The full listing, word for word and free of images, is the expected result.
Segment Start: Entries provided
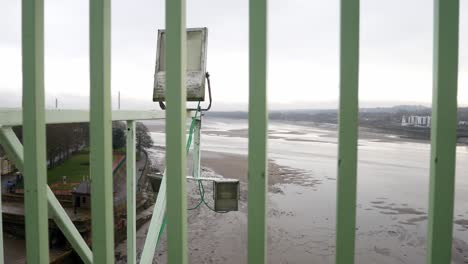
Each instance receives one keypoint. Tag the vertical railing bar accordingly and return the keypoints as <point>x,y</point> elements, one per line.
<point>14,150</point>
<point>175,131</point>
<point>443,131</point>
<point>347,132</point>
<point>101,134</point>
<point>258,126</point>
<point>131,193</point>
<point>34,135</point>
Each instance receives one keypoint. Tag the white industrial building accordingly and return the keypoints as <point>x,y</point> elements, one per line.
<point>416,121</point>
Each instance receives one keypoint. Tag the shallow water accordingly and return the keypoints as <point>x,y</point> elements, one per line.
<point>393,183</point>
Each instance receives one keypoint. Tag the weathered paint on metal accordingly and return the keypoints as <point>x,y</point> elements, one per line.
<point>102,210</point>
<point>176,50</point>
<point>34,137</point>
<point>154,230</point>
<point>348,132</point>
<point>131,193</point>
<point>63,221</point>
<point>443,131</point>
<point>14,151</point>
<point>13,117</point>
<point>197,42</point>
<point>258,126</point>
Segment End: Entries provided
*Task solution*:
Each instance receives one keypoint. Tag the vertical railing bar accordingly and return the keypoints as <point>x,y</point> elements, one per line.
<point>14,150</point>
<point>175,131</point>
<point>443,131</point>
<point>347,132</point>
<point>101,134</point>
<point>258,126</point>
<point>131,193</point>
<point>34,135</point>
Each instance receives one keypoint. Tag the white industrial building accordingly and return the keypoints as <point>x,y</point> elements, one per line.
<point>416,121</point>
Each instance receives one keypoint. Tag the shallow water accordingly and return the keypoints as <point>x,y</point> elements, one per line.
<point>393,183</point>
Each instance receives one keypoint. Tag the weathered paint on metal accordingly and return the keypoints as <point>x,y</point> elements, one per line.
<point>102,210</point>
<point>176,50</point>
<point>34,137</point>
<point>154,230</point>
<point>348,132</point>
<point>131,193</point>
<point>63,221</point>
<point>443,131</point>
<point>14,151</point>
<point>13,117</point>
<point>197,42</point>
<point>258,126</point>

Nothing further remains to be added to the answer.